(YOUR INSTRUCTIONS):
Reproduce the items word for word, from the very start of the items through the line containing "270L155 271L155 269ZM151", including that line.

(DATA FOR THIS EXERCISE):
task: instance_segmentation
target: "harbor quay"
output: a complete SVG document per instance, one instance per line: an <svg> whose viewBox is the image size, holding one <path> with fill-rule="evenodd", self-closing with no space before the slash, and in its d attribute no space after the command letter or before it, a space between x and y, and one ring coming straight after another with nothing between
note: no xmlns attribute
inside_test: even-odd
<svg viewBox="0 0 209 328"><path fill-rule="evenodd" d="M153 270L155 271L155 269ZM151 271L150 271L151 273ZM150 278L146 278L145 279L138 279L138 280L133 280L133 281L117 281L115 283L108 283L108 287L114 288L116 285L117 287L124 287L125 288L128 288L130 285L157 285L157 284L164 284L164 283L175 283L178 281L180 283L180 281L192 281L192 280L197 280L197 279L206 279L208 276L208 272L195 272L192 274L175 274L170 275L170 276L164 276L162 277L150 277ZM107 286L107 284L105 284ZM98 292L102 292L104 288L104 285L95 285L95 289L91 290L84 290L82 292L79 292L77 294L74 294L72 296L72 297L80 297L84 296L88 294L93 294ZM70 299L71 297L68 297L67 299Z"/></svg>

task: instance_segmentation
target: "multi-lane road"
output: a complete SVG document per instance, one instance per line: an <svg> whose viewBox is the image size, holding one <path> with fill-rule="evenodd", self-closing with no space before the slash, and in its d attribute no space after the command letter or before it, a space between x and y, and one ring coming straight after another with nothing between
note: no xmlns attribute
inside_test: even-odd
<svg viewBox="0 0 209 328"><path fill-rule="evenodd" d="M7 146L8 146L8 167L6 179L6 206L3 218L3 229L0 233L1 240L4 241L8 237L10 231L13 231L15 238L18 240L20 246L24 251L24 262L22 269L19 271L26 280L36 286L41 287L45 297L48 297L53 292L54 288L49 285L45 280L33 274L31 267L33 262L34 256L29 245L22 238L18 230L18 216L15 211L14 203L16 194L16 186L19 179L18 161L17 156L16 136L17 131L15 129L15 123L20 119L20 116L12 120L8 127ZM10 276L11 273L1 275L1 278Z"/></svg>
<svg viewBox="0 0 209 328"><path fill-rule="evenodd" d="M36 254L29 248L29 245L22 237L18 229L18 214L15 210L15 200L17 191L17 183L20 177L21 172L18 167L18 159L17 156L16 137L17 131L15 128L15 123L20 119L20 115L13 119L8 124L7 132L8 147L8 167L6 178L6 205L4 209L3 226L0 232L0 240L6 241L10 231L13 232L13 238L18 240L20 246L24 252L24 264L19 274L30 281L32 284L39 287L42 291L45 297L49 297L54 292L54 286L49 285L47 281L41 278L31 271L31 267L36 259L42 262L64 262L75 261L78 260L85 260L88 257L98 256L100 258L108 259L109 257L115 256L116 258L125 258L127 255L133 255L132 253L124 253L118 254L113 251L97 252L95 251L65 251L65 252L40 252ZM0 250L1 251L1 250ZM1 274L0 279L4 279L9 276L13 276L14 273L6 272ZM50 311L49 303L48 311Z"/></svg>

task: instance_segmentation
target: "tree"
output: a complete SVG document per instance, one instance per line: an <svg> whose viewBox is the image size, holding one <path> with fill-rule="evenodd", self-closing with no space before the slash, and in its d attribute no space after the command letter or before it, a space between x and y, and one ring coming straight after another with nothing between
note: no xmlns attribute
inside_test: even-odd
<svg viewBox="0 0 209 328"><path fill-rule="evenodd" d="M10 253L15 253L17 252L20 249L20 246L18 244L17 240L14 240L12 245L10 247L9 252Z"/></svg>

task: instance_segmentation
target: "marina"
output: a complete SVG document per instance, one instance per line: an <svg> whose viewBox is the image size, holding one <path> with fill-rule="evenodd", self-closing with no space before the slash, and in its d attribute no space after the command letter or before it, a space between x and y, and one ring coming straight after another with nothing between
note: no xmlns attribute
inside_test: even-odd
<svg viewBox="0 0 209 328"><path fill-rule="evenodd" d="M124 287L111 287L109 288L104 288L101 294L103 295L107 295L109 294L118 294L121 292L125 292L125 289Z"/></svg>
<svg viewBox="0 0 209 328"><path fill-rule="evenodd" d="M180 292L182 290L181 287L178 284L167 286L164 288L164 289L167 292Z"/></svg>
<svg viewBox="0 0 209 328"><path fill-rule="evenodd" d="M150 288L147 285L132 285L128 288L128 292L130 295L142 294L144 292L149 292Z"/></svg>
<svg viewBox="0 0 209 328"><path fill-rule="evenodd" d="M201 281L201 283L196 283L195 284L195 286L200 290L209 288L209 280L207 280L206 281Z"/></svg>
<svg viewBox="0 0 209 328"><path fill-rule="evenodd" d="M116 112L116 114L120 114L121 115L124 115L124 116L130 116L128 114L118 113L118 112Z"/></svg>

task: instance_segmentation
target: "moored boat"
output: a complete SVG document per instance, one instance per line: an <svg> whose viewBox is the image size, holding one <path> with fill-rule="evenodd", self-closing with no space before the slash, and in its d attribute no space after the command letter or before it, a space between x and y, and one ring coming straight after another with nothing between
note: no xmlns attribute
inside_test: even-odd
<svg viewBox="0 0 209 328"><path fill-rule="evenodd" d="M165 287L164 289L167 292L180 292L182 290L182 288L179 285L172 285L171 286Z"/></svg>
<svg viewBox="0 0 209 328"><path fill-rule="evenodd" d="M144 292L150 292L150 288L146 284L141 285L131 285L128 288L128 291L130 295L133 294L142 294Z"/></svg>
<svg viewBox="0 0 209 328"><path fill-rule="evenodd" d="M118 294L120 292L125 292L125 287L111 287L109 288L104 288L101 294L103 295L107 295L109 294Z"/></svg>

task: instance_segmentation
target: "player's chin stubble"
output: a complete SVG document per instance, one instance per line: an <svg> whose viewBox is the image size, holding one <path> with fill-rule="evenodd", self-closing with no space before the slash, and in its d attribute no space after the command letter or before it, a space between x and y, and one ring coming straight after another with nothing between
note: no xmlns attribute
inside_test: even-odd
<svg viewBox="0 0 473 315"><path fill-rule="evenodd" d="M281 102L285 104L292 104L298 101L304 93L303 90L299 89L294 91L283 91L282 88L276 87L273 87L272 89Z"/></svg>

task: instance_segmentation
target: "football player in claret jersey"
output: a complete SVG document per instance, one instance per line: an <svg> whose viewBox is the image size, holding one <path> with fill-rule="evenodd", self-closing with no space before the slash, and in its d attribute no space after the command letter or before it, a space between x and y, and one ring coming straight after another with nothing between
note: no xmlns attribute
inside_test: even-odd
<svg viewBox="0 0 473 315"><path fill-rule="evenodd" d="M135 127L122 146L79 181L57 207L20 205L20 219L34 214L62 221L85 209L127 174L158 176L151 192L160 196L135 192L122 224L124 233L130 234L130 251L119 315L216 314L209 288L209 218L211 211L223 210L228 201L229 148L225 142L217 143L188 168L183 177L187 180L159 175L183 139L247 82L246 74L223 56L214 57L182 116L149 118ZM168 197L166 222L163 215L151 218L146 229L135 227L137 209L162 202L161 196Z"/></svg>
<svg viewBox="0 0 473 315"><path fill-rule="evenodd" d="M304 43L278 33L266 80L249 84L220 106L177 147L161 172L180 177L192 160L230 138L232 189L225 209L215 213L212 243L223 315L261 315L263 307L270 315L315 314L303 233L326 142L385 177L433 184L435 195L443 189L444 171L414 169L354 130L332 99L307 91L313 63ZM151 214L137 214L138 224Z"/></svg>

(ANSWER IN FULL):
task: instance_segmentation
target: "harbor quay"
output: a complete SVG document per instance, one instance per line: an <svg> whose viewBox is the image size, holding one <path> with fill-rule="evenodd", self-closing with no space before the slash, and in its d attribute no space after the command letter or before it, a space between x and y, and one ring coming straight after another with nothing between
note: no xmlns attribute
inside_test: even-odd
<svg viewBox="0 0 209 328"><path fill-rule="evenodd" d="M153 270L155 271L155 269ZM151 271L150 271L151 273ZM150 278L146 278L145 279L138 279L138 280L133 280L133 281L117 281L115 283L108 283L108 287L114 288L116 285L117 287L124 287L125 288L128 288L130 285L157 285L157 284L164 284L164 283L175 283L178 281L180 283L180 281L192 281L192 280L197 280L197 279L206 279L208 276L208 272L195 272L192 274L175 274L170 275L170 276L164 276L162 277L150 277ZM107 286L107 284L105 284ZM98 292L102 292L104 288L104 285L95 285L95 289L91 290L84 290L82 292L79 292L77 294L74 294L72 296L72 297L80 297L84 296L88 294L93 294ZM70 299L71 297L68 297L67 299Z"/></svg>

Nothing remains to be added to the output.